● **Dados fornecidos**
<<<<
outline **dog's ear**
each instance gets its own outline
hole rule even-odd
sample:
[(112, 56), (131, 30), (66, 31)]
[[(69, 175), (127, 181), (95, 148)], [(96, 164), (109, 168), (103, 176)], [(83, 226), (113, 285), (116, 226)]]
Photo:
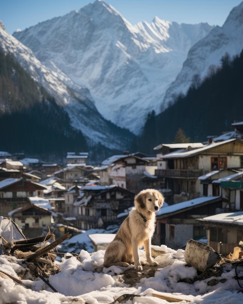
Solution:
[(160, 192), (159, 193), (159, 206), (160, 208), (162, 206), (162, 205), (164, 202), (164, 197)]
[(145, 208), (145, 194), (144, 193), (139, 193), (135, 197), (135, 200), (138, 202), (142, 209)]

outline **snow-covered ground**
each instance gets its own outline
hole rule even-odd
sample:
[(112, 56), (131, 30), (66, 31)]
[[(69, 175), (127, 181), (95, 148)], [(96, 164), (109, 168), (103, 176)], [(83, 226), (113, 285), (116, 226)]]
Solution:
[[(86, 243), (89, 251), (92, 248), (88, 231), (70, 238), (66, 242), (70, 244), (79, 241)], [(66, 244), (66, 246), (67, 244)], [(54, 292), (40, 278), (36, 279), (25, 275), (21, 284), (15, 282), (9, 277), (4, 276), (4, 271), (15, 278), (23, 277), (27, 263), (13, 256), (0, 255), (0, 304), (68, 304), (88, 303), (105, 304), (125, 303), (144, 304), (165, 304), (168, 302), (153, 294), (162, 293), (163, 295), (184, 299), (181, 303), (203, 304), (236, 304), (243, 303), (242, 288), (243, 286), (243, 268), (239, 265), (236, 276), (235, 266), (223, 264), (212, 270), (210, 276), (202, 275), (195, 268), (188, 267), (184, 260), (184, 252), (181, 249), (174, 250), (162, 245), (152, 246), (159, 255), (155, 260), (158, 267), (145, 267), (141, 271), (133, 270), (131, 266), (128, 268), (112, 266), (99, 269), (103, 262), (104, 250), (89, 253), (81, 250), (78, 256), (71, 255), (69, 258), (63, 257), (56, 263), (61, 271), (50, 275), (49, 282), (57, 292)], [(59, 251), (61, 251), (61, 248)], [(140, 255), (144, 257), (143, 250)], [(153, 269), (154, 271), (152, 271)], [(125, 272), (125, 270), (128, 270)], [(152, 272), (149, 272), (149, 270)], [(126, 273), (129, 273), (129, 275)], [(143, 273), (153, 273), (143, 278)], [(136, 282), (130, 284), (128, 278), (131, 277)], [(141, 277), (141, 279), (138, 278)], [(197, 279), (196, 279), (197, 278)], [(130, 284), (128, 284), (130, 283)], [(124, 302), (114, 300), (124, 294), (137, 295), (130, 298), (125, 297)], [(188, 301), (188, 302), (187, 302)]]

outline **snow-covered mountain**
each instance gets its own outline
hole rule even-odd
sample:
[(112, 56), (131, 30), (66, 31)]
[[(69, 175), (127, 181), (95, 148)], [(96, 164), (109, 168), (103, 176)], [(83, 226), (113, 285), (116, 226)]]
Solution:
[(194, 75), (202, 80), (221, 65), (226, 54), (231, 58), (240, 54), (243, 49), (243, 2), (231, 10), (222, 27), (216, 26), (192, 47), (183, 68), (166, 91), (163, 107), (175, 96), (186, 93)]
[(105, 118), (138, 134), (148, 113), (160, 111), (190, 48), (211, 29), (158, 17), (132, 26), (97, 0), (14, 36), (46, 66), (87, 87)]
[(113, 130), (97, 110), (89, 90), (74, 83), (61, 71), (57, 69), (54, 72), (43, 65), (30, 49), (6, 32), (1, 21), (0, 51), (11, 54), (55, 98), (57, 103), (68, 114), (73, 127), (81, 130), (90, 146), (101, 143), (111, 149), (128, 149), (132, 136), (124, 138), (117, 130)]

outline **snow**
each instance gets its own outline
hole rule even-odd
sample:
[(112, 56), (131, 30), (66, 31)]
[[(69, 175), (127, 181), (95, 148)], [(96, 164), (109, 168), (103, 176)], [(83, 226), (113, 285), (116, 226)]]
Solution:
[(211, 67), (221, 66), (222, 57), (228, 53), (230, 59), (240, 55), (243, 48), (242, 14), (243, 3), (234, 7), (222, 27), (213, 28), (204, 38), (190, 49), (183, 67), (176, 80), (167, 88), (163, 101), (164, 107), (175, 96), (186, 94), (195, 75), (204, 79), (210, 73)]
[[(83, 239), (82, 236), (84, 236)], [(76, 240), (78, 239), (78, 236), (74, 237), (76, 237)], [(81, 234), (78, 237), (80, 243), (91, 242), (85, 234)], [(184, 299), (180, 302), (181, 303), (236, 304), (242, 303), (242, 293), (240, 292), (241, 288), (236, 278), (235, 268), (226, 265), (224, 271), (217, 278), (213, 276), (196, 280), (192, 283), (186, 283), (187, 278), (193, 280), (197, 276), (197, 270), (193, 267), (186, 266), (184, 251), (174, 250), (164, 245), (152, 247), (161, 251), (161, 255), (155, 258), (159, 267), (154, 275), (142, 278), (134, 286), (130, 286), (123, 281), (123, 273), (127, 268), (111, 266), (104, 268), (100, 272), (92, 271), (94, 268), (101, 266), (104, 250), (90, 253), (85, 250), (81, 250), (78, 258), (69, 254), (69, 258), (63, 257), (60, 261), (55, 262), (59, 266), (61, 271), (50, 275), (48, 281), (56, 289), (56, 292), (39, 278), (34, 280), (30, 277), (22, 280), (21, 284), (18, 284), (7, 276), (0, 275), (0, 304), (13, 303), (108, 304), (115, 303), (114, 299), (125, 294), (140, 296), (128, 299), (123, 302), (127, 304), (168, 303), (165, 300), (152, 296), (152, 294), (156, 293)], [(143, 250), (140, 251), (140, 254), (141, 258), (144, 258)], [(26, 271), (26, 268), (23, 260), (14, 256), (0, 255), (0, 271), (16, 279), (19, 278), (19, 274)], [(139, 274), (139, 272), (132, 270), (132, 266), (129, 269), (134, 271), (136, 274), (135, 276)], [(243, 275), (242, 267), (239, 266), (237, 271), (238, 277), (241, 278)], [(143, 272), (143, 270), (140, 272)], [(209, 282), (212, 279), (217, 279), (217, 284), (211, 286)], [(241, 283), (241, 280), (239, 282)]]
[(2, 189), (3, 188), (5, 188), (5, 187), (7, 187), (8, 186), (12, 185), (13, 184), (17, 183), (17, 182), (21, 181), (21, 178), (13, 178), (12, 177), (10, 177), (9, 178), (6, 178), (5, 180), (0, 182), (0, 189)]
[[(111, 5), (95, 1), (78, 14), (71, 12), (14, 35), (47, 67), (87, 87), (105, 118), (137, 134), (148, 112), (160, 111), (158, 101), (190, 48), (211, 28), (158, 17), (133, 26)], [(140, 119), (134, 119), (138, 111)]]
[(189, 151), (185, 150), (177, 150), (174, 152), (171, 152), (171, 153), (168, 153), (164, 155), (162, 155), (162, 158), (180, 158), (180, 157), (187, 157), (193, 155), (199, 154), (201, 152), (210, 150), (211, 149), (219, 147), (223, 145), (226, 145), (233, 141), (236, 141), (237, 139), (236, 138), (232, 138), (231, 139), (228, 139), (224, 141), (220, 141), (219, 142), (212, 142), (211, 144), (208, 145), (205, 145), (202, 148), (198, 148), (194, 150), (189, 150)]
[(193, 200), (189, 200), (185, 202), (178, 203), (166, 207), (162, 206), (159, 210), (156, 212), (157, 216), (164, 215), (172, 212), (175, 212), (179, 210), (187, 209), (190, 207), (194, 207), (198, 205), (203, 204), (206, 202), (210, 202), (221, 198), (221, 196), (211, 196), (199, 197)]
[(203, 219), (200, 219), (201, 221), (211, 221), (217, 223), (233, 223), (235, 225), (243, 225), (243, 212), (227, 212), (219, 213)]

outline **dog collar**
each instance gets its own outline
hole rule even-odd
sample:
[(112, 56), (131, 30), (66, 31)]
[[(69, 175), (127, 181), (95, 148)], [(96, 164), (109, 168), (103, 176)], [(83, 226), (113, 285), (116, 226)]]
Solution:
>>>>
● **Trabalho pedido**
Por favor, reescale as linhas do começo até a linha que contém "202), (142, 209)]", inclusive, reproduzindo todas com os pedidos e multiplicando por 1,9 apenas as coordenadas das soluções (não as das amostras), com arredondamento para inteiros e metades para cima. Deixe as imagens fora da resposta.

● **Resposta completa**
outline **dog's ear**
each instance gets its own outline
hole rule even-odd
sample:
[(112, 56), (131, 30), (66, 31)]
[[(69, 175), (127, 181), (95, 148)], [(96, 164), (109, 168), (103, 176)], [(83, 226), (113, 285), (116, 226)]]
Photo:
Solution:
[(304, 365), (302, 367), (302, 391), (304, 395), (308, 391), (308, 390), (312, 384), (312, 374)]
[(276, 395), (276, 369), (274, 367), (264, 367), (257, 374), (257, 380), (262, 384), (270, 397)]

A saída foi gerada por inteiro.